◆ Aim of the exercise: Print only the lines below, from the very first to the one containing "[mark] the man's", exactly as they stand. Do not print pictures.

◆ Source records:
■ ■ ■ ■
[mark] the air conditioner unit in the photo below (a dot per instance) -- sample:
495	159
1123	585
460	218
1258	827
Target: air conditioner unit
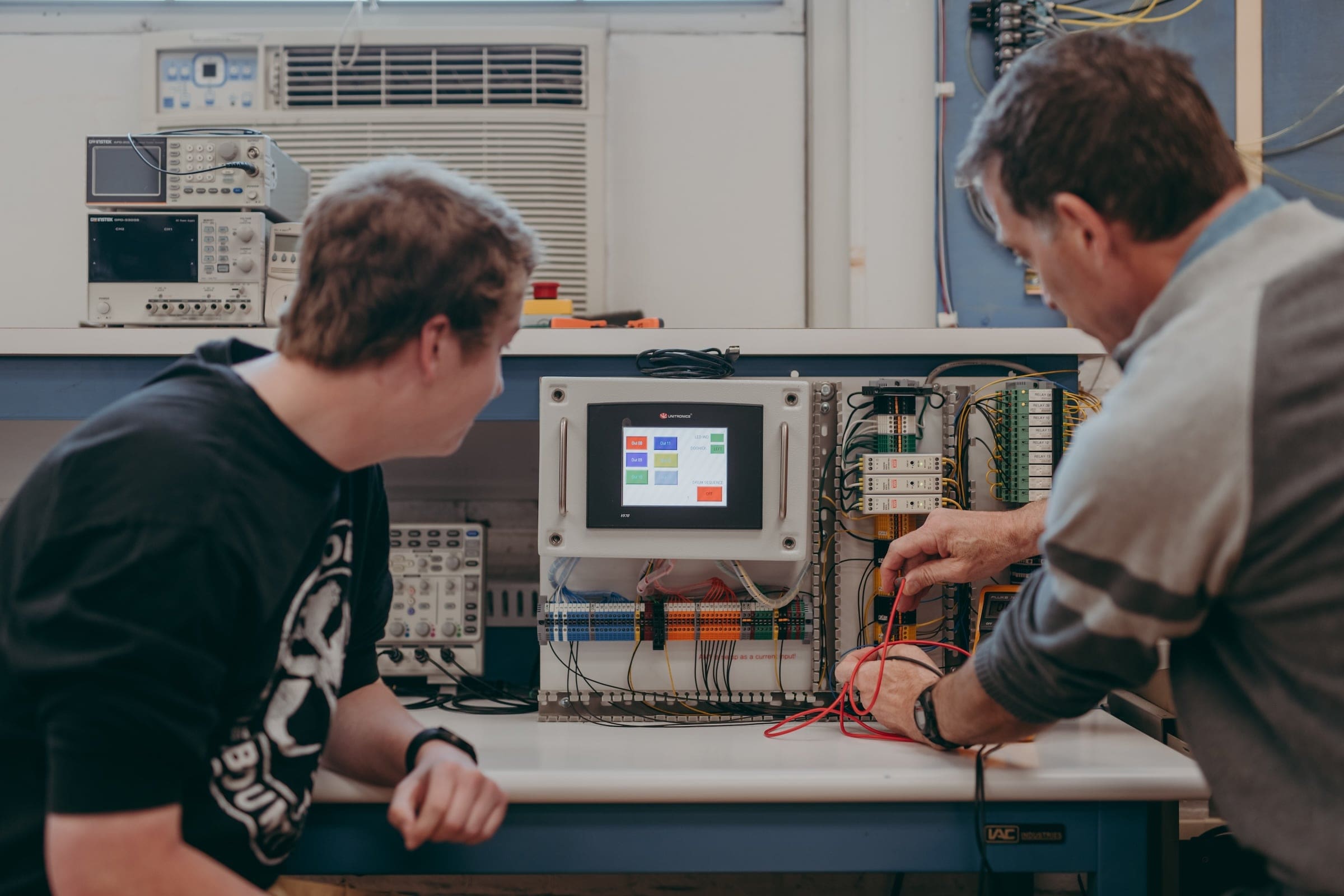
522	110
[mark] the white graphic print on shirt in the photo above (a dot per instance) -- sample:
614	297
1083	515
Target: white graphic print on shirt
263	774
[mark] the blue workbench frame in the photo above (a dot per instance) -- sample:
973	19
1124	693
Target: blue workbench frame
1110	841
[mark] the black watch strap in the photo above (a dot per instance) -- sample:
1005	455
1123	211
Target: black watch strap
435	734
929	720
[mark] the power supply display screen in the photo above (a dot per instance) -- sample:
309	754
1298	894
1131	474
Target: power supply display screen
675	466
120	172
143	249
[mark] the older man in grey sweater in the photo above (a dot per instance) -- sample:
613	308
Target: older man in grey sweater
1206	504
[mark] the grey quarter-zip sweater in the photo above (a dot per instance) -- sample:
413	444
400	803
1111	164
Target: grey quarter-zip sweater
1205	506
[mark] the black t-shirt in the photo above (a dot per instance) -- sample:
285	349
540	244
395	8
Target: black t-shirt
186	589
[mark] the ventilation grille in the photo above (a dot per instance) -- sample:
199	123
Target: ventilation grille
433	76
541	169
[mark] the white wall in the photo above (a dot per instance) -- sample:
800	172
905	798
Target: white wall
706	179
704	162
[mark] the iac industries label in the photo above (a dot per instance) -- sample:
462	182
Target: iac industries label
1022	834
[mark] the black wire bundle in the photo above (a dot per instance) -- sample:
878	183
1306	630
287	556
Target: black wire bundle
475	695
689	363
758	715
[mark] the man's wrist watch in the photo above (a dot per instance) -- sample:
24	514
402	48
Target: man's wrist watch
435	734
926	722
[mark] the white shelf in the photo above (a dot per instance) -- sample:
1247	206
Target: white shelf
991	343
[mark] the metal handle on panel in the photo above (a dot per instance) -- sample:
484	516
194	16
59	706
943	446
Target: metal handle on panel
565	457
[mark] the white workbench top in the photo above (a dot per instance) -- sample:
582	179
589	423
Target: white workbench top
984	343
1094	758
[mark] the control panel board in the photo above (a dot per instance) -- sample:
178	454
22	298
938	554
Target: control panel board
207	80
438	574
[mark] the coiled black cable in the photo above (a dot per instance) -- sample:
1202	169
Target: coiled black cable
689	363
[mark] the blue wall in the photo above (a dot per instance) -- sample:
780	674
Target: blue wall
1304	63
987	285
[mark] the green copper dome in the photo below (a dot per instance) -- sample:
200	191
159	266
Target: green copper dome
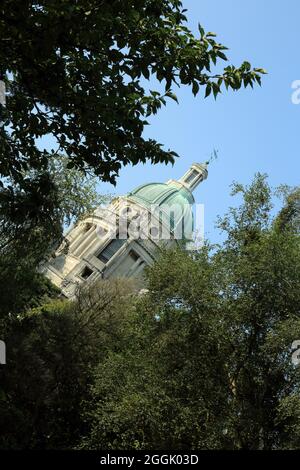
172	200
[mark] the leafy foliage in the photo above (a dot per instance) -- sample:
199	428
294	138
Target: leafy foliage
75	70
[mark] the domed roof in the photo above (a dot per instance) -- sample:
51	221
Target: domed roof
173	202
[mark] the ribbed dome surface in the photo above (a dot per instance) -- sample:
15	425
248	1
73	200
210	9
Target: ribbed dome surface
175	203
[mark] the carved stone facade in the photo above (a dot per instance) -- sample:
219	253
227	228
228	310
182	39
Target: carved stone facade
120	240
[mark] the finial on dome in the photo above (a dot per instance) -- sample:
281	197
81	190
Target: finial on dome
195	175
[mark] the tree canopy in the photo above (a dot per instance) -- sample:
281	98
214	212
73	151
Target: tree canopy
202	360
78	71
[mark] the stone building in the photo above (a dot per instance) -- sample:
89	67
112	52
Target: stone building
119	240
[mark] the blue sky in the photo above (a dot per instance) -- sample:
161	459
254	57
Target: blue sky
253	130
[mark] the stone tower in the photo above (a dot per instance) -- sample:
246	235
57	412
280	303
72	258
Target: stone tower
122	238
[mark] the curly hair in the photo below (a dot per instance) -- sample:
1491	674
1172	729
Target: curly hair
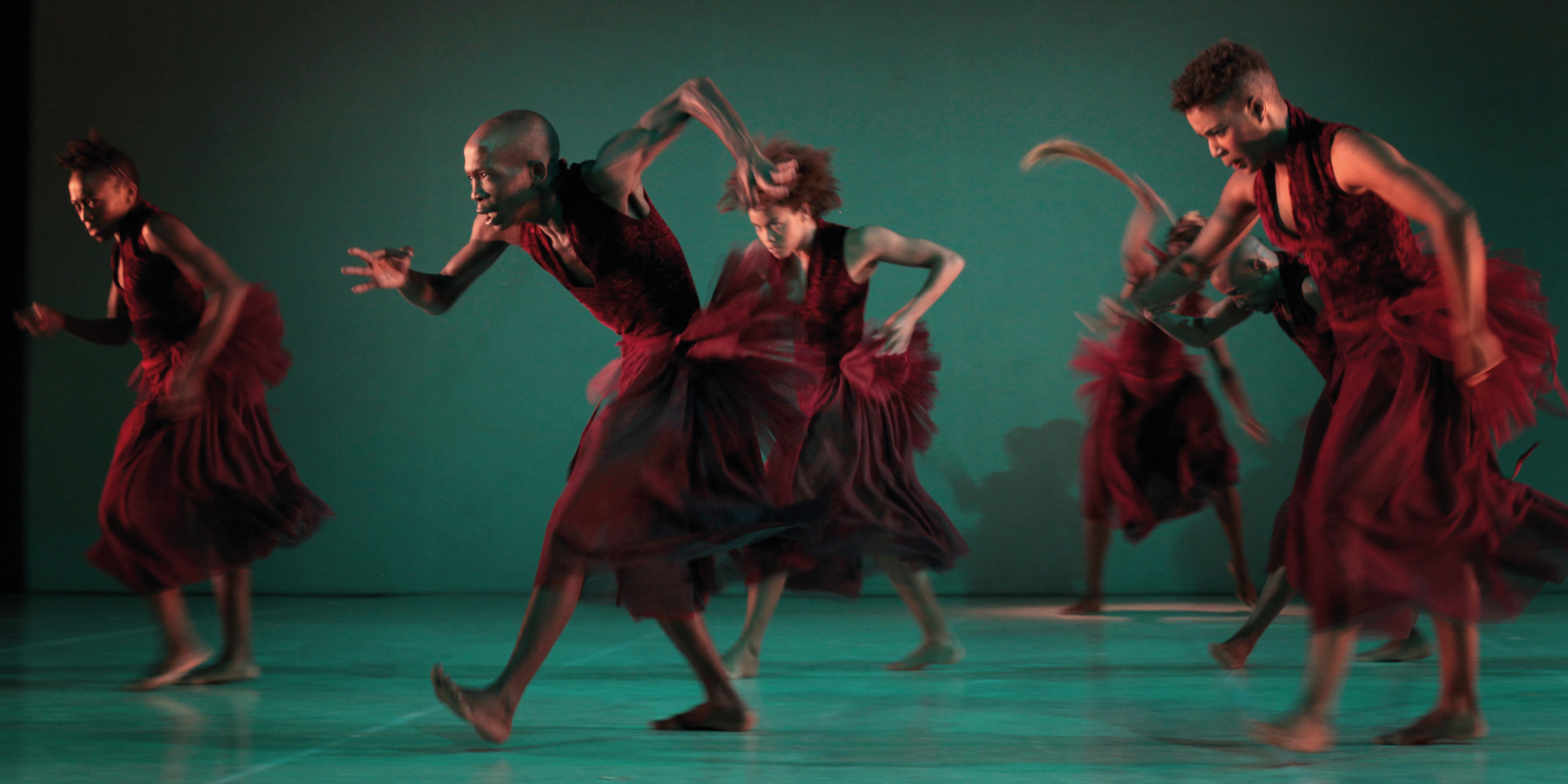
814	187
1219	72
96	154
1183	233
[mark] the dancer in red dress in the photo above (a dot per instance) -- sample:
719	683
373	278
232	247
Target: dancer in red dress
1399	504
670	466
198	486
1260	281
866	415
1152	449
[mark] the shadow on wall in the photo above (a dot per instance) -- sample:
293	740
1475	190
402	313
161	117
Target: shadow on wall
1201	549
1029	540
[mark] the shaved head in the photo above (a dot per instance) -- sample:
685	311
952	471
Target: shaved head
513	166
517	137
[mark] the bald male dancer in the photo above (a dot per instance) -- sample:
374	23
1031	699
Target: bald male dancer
■ ■ ■ ■
◆ Answer space:
[mark] the air conditioner unit in the photo below (a dot per instance) -- sample:
495	159
1123	585
460	218
1258	827
Target: air conditioner unit
522	110
[mark] the white graphic print on shirt in the photo above (a dot per instance) -- sample:
614	297
1083	515
Target: white graphic print on shirt
263	774
[mark] the blue workbench frame in the photo above (a dot per instance) -- sample:
973	19
1124	693
Target: blue workbench frame
1110	841
[mark] the black watch strap in the photo above (a dot per instance) -- sample:
1005	455
1123	211
Target: black watch strap
435	734
929	720
[mark] the power supply display screen in the photo above (a dot per instance) -- sample:
309	754
1298	894
1131	474
Target: power supply display screen
675	466
120	172
143	249
[mark] the older man in grey sweater in the photo above (a dot per instance) -- sample:
613	308
Target: older man in grey sweater
1206	504
[mark] the grey quarter-zip sweater in the photo above (a dot per instance) -- sample:
413	444
400	803
1111	164
Target: grey quarter-zip sweater
1205	506
[mark] the black t-shirt in the photo above (a dot per instance) -- sample:
285	349
540	244
395	8
Target: black t-shirt
186	589
[mark] the ventilation grille in the photo above (a dot per instance) -- sample:
199	123
Target: ventilation grille
433	76
541	169
[mark] the white wall in the photo above (a dot per instance) -- sample:
800	172
905	798
Target: white wall
706	179
704	162
[mark] the iac industries label in the photo above (a dot per instance) -- sample:
462	182
Target: iac industries label
1022	834
[mark] the black wire bundle in the photo above (a dot per instance) -- sample:
878	183
1306	630
287	556
Target: black wire bundle
475	695
689	363
758	715
[mark] the man's wrist watch in the photo above (a dot per instance) -- sample:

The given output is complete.